作業要件 »
1. バス事故判例の記事では、台湾でのバス転落の主原因は何であると認定されていますか。
2. バス事故判例の記事について、最後の文に続く部分を書き進めてください。

提示本文 »
☆ ☆ ☆
法律豆知識(124)、旅行業者のリスク管理(4)−バス事故の判例から

  • 2007年4月26日
<台湾のバス事故の判例>

 昭和61年2月24日午前7時55分頃、台湾で日本の旅行業者が企画・募集したパック旅行を催行中、乗車したバスが道路から逸脱・転落し、旅行者ら8名が死亡するという大事故が発生した。これに対する東京地裁平成元年6月20日判決は、数少ないバス事故の判例として重要である。

 転落の主原因は、運転手が対向車とすれ違う際、ハンドルを切りすぎた過失によるものであると認定された。このため、旅行業者の安全確保義務とは関係なく事故は起き、幸いに旅行業者ないし添乗員は責任なしと判断された。


<添乗員の過失に関する判示>

 ただ、本件は8人が死亡するという大事故だったため、ことに添乗員が事故を防止しえなかったかが争われた。その結果、添乗員は「運転手に対し、本件バスの運転をやめさせるための措置を講ずべき義務を負うに至ったとまでいえない」し、「その余の措置を講ずべき義務を負うに至ったとも言えない」と判断され、責任を負わされることはなかった。

 ただし、その前提となる一般論として、「外国におけるバス事故だったという特殊性」をふまえ、「添乗員がバスの走行中に運転手に注意・指示等を与えることはかえって事故を発生させる原因となりかねない」という現実も認識した上で、さらに重要な言及がある。

判決文


添乗員の右義務は、当該バス車体の老朽又は著しく摩耗したタイヤが装着されている等外観からこれを当該旅行行程に使用することが危険であると容易に判断しうるときに右バスを使用させない措置を採ること、

酩酊運転、著しいスピード違反運転又は交通規制の継続的無視のような乱暴運転等を惹起する可能性の高い運転がされているときにかかる運転をやめさせるための措置を採ること、

台風や豪雨等の一見して危険とわかる天候となったときに旅程変更の措置を採るべきことに尽きるものと解するのが相当である




<添乗員が現場ですべきこと>

 上記の引用からすると、添乗員が現場で対処すべきことは多い。
☆ ☆ ☆
元資料 »
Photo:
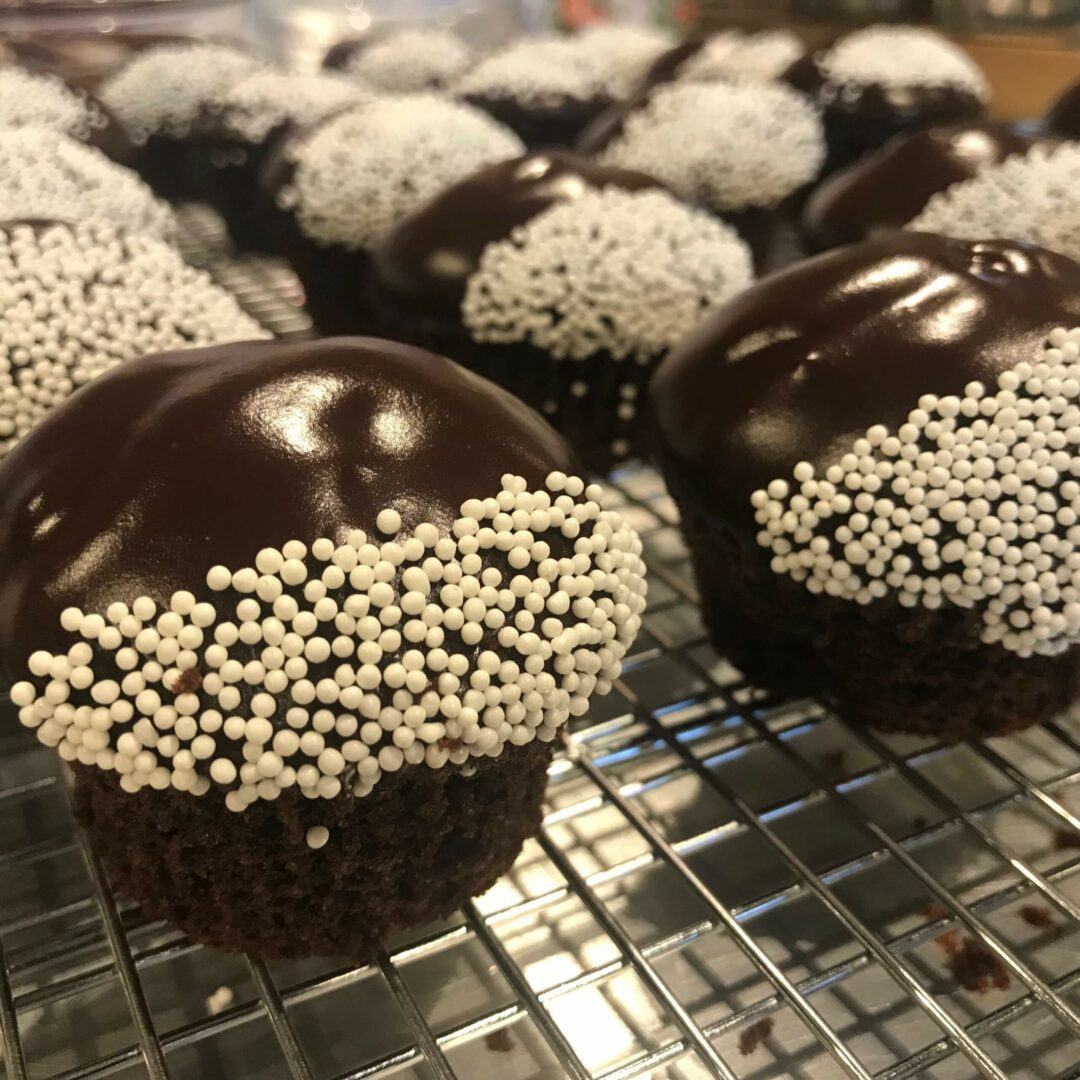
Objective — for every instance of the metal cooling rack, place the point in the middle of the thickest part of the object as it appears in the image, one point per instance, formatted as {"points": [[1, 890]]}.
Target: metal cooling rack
{"points": [[725, 886]]}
☆ ☆ ☆
課題別解答 »
1. 運転手が対向車とすれ違う際に、ハンドルを切りすぎた過失です。

2.
 運転手が酩酊していることが判れば、それが出発時であれば、運転手の交替を求めざるをえない。休憩地で運転手が酒を飲んでいるような状況を発見すれば、すみやかに飲酒を中止させるべきであろう。

 裁判所の言うとおり、無造作な注意は事故を誘発するおそれもあるが、スピード違反をはじめとする交通法規の無視をくり返し、危険を感じるようであれば、それを止めさせ安全運転を求めるべきだろう。

 また、台風等の自然災害に遭遇すれば、旅程変更などの処置をとり、旅行の安全を確保することも当然である。

 これらの場合は、現地の添乗員の適切な対処が望まれるところ。その一方で、必要なときに、必要な対処が出来るようにするため、それを可能にする、リスク管理体制を事前に構築しておく努力は絶対に必要である。

 さて、問題は、車体の老朽化やタイヤの摩耗などがみられる場合に、そのバスを使用させないようすべきという部分である。

 裁判所は「外観」から「容易に判断しうる」場合と、条件に絞りをかけており、よほどひどく、いかにも危険な場合を想定している。しかし、それでも現場での判断は難しいだろう。特に、前回紹介したカラコルムハイウェー事件では、当時のパキスタンは、丸ぼうずのタイヤが一般的で、正常なタイヤの確保が難しい状況であったようだ。このような国情では、添乗員に対処を押しつけてみても、代替車の確保自体が望みがたく、現実的でない。

 つまり、使用するバスの状態などは、事前のリスク管理体制の中で、国情、実情を推し量り解決を図るべきものである。


<リスク管理体制の必要性>

 バス事故を防止し、仮に起きてしまっても、免責されるためには、事前に旅行業者とバス会社との間で、詳細な運行契約を結んでおく必要があり、これがリスク管理の基本となる。

 バス会社の一般的な選択基準については、前回説明した。その中で、発展途上国ではことに(5)項の「使用バスの条件(車種、年式、走行距離、タイヤ、その他の安全装置の状況)」は重要だ。事前に、現地バス会社と詳細に交渉し、これらに関する詳細な運行契約を結んでおく必要がある。この運行契約に沿って、現地で添乗員が何をチェックすべきか、あらかじめ必要な「チェックリスト」を用意し、そのチェックを励行させるとともに、もし違反があった時には、いかなる対処をすべきか、明確、かつ具体的にルール化しておくべきである。当然、チェックリストでは、運転手が酩酊しているとき、運転が乱暴なとき、災害に遭遇したときなどに、いかに対処すべきかのルールが定められている必要がある。

 現在、全世界の広い地域で、携帯電話が使用可能である。対処の方法としては、添乗員の現場判断に全てを任せるのではなく、添乗員に携帯電話を持たせ、かつ、24時間連絡を受けられる体制を作り、日本から指示できる体制をつくることもリスク管理としては効果的である。


<フィードバックの重要性>

 そして、本コーナーではくり返し述べたが、現地で生じた問題点やトラブルは、たとえ小さなものであっても常にそれをフィードバックして収集し、それを分析して大きな事故を防止すべきであり、フィードバックしてきた情報を分析して、「リスク管理体制」を見直し、且つ充実させる日常の努力が最も重要である。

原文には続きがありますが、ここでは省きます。